▶ _Given passage_:

Communications in Mathematical Sciences

Volume 15 (2017)

Number 3

A time integration method of approximate fundamental solutions for nonlinear Poisson-type boundary value problems

Pages: 693 – 710

DOI: https://dx.doi.org/10.4310/CMS.2017.v15.n3.a6

Authors

Corey Jones (Department of Mathematics, Jones County Junior College, Ellisville, Mississippi, U.S.A.)

Haiyan Tian (Department of Mathematics, University of Southern Mississippi, Hattiesburg, Ms., U.S.A.)

Abstract

A time-dependent method is coupled with the method of approximate particular solutions (MAPS) and the method of approximate fundamental solutions (MAFS) of Delta-shaped basis functions to solve a nonlinear Poisson-type boundary value problem on an irregular shaped domain. The problem is first converted into a sequence of time-dependent nonhomogeneous modified Helmholtz boundary value problems through a fictitious time integration method. Then the superposition principle is applied to split the numerical solution at each time step into an approximate particular solution and a homogeneous solution. A Delta-shaped basis function is used to provide an approximation of the source function at each time step. This allows for an easy derivation of an approximate particular solution. The corresponding homogeneous boundary value problem is solved using MAFS, and also with the method of fundamental solutions (MFS) for comparison purposes. Numerical results support the accuracy and validity of this computational method.

Keywords

fictitious time, nonlinear Poisson-type equations, Delta-shaped basis, modified Helmholtz equation, approximate particular solutions, approximate fundamental solutions

2010 Mathematics Subject Classification

65N35, 65N80

Published 24 February 2017

▶ _What you need to do_:
#1 According to the article page, on what date was the paper published?
#2 Reproduce the article page starting at "Volume 15 (2017)" and ending at "Ellisville, Mississippi, U.S.A.)", swapping "nonlinear" for "non-linear" wherever it appears.
The material after this page stands on its own and is not part of it.

▶ _Dataset section_:
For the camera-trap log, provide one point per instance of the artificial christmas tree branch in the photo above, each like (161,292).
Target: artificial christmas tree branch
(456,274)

▶ _The solutions_:
#1 24 February 2017

#2
Volume 15 (2017)

Number 3

A time integration method of approximate fundamental solutions for non-linear Poisson-type boundary value problems

Pages: 693 – 710

DOI: https://dx.doi.org/10.4310/CMS.2017.v15.n3.a6

Authors

Corey Jones (Department of Mathematics, Jones County Junior College, Ellisville, Mississippi, U.S.A.)